__REQUIRED ACTION__. Please transcribe the data that follows exactly, from its first line through the line that contains "Target: bride's red hair".

START MATERIAL SUPPLIED

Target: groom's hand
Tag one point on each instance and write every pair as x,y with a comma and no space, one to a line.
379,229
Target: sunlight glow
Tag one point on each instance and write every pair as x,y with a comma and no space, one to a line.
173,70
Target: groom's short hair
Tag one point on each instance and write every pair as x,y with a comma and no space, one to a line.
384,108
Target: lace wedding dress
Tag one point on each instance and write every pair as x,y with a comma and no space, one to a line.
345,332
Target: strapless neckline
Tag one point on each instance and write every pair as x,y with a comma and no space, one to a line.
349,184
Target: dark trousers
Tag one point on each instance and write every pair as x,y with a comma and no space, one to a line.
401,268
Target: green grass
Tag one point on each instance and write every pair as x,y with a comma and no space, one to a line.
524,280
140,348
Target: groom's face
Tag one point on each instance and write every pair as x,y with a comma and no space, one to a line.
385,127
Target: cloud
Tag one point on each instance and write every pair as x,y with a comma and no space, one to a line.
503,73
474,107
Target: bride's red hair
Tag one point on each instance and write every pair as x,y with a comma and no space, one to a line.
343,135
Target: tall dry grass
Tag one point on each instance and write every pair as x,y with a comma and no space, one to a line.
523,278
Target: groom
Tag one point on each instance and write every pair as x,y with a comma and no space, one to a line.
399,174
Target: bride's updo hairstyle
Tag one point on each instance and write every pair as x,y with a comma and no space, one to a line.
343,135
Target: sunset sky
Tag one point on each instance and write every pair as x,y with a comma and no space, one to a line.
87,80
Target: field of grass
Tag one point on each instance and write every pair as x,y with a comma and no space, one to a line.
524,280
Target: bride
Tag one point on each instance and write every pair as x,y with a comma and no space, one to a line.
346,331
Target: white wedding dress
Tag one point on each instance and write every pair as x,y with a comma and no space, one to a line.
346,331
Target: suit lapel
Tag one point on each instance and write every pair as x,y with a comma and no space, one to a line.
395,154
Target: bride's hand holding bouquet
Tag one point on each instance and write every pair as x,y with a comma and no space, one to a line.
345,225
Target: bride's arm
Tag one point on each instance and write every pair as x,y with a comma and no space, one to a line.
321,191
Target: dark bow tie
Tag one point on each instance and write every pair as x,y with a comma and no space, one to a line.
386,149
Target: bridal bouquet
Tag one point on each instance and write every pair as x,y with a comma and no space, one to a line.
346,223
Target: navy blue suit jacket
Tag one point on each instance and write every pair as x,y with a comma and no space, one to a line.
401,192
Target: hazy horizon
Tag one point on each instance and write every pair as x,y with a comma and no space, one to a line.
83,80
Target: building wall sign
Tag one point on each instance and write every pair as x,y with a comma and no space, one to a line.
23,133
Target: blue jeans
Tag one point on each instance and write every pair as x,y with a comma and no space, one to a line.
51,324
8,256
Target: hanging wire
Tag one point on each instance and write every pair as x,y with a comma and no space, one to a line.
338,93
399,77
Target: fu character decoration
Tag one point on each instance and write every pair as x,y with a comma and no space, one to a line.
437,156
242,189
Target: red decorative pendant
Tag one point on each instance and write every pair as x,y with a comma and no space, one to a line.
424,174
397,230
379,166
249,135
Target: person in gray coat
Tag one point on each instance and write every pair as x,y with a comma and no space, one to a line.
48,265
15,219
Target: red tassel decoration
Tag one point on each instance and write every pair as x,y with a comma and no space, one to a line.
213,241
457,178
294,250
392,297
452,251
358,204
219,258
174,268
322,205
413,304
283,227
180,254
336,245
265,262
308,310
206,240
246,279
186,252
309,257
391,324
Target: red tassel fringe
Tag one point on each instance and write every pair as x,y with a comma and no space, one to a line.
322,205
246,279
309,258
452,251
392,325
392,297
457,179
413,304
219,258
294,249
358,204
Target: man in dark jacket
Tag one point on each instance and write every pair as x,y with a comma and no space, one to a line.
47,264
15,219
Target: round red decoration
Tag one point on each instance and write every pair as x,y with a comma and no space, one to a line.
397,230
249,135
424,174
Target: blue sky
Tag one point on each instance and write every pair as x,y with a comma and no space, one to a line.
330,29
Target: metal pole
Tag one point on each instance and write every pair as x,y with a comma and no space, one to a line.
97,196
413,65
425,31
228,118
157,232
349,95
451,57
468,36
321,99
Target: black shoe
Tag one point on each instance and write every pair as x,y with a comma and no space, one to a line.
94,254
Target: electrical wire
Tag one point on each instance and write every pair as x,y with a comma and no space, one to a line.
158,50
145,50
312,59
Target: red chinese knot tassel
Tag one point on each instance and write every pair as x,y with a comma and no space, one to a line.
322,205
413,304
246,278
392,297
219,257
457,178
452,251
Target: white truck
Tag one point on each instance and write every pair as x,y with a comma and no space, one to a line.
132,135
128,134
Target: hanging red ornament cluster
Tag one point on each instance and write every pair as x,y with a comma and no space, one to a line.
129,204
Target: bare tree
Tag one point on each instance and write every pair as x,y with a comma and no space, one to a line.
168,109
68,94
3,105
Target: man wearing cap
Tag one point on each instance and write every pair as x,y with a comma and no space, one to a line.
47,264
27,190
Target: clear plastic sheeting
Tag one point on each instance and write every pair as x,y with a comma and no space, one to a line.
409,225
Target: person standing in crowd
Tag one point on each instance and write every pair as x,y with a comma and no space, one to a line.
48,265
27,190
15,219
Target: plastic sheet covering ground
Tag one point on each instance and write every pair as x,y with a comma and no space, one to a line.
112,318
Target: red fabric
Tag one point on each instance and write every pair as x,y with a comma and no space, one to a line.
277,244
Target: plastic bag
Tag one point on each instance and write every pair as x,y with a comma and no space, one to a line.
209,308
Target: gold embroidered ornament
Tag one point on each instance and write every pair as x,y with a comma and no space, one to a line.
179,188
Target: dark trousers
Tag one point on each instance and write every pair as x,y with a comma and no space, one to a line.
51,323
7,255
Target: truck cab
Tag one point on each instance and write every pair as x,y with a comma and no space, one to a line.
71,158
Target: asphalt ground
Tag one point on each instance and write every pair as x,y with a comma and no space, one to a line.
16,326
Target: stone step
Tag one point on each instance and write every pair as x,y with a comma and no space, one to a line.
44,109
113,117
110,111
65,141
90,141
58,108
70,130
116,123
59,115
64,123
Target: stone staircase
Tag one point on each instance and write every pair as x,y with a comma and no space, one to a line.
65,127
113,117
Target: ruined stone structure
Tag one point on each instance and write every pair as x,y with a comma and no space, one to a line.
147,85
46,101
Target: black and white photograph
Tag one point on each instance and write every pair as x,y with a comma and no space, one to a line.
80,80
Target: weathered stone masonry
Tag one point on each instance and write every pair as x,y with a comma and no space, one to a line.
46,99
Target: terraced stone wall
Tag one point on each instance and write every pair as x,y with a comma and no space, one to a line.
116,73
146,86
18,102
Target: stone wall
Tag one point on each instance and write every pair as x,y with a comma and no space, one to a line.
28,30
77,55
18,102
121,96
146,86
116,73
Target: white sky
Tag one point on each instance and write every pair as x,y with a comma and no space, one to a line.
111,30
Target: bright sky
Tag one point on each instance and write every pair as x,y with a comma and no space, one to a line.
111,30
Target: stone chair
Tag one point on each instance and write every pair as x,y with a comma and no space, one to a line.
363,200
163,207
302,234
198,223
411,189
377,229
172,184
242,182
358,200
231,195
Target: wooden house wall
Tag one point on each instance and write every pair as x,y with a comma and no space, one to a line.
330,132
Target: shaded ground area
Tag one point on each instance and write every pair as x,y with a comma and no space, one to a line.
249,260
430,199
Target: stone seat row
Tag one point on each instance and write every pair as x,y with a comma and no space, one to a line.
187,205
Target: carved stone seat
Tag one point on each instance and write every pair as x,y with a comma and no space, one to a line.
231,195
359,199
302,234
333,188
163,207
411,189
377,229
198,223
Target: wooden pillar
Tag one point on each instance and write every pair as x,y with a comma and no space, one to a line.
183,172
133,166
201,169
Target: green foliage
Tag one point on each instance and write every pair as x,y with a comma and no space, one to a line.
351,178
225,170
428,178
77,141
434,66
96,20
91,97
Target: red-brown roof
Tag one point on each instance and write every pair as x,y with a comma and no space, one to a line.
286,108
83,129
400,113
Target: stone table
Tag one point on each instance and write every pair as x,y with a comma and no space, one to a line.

END MATERIAL SUPPLIED

__RESPONSE AREA__.
Target: groom's hand
Tag one point on each instance and write every pair as x,y with a comma and no space, one to a line.
379,229
Target: sunlight glow
Tag one point on each instance and write every pair as x,y with a comma and no space, one to a line.
173,70
Target: groom's short hair
Tag one point on each instance and write every pair as x,y with a comma and no space, one to a line.
384,108
Target: lace wedding dress
Tag one point on each instance and write every pair as x,y with a comma and no space, one to a line.
345,332
Target: strapless neckline
Tag one point on each instance and write every pair as x,y with a comma and no space, one to a line.
349,184
Target: dark trousers
Tag one point on each instance and write every pair as x,y with a comma and no space, one to a line.
401,268
Target: green grass
Tag one point on each instance and write every pair as x,y with a comma and no space, one to a line.
524,280
140,348
Target: groom's face
Tag one point on each instance and write every pair as x,y with a comma and no space, one to a line.
385,127
Target: cloud
Tag one point on each instance and write every pair as x,y with a comma and no space, one to a line.
503,73
474,107
Target: bride's red hair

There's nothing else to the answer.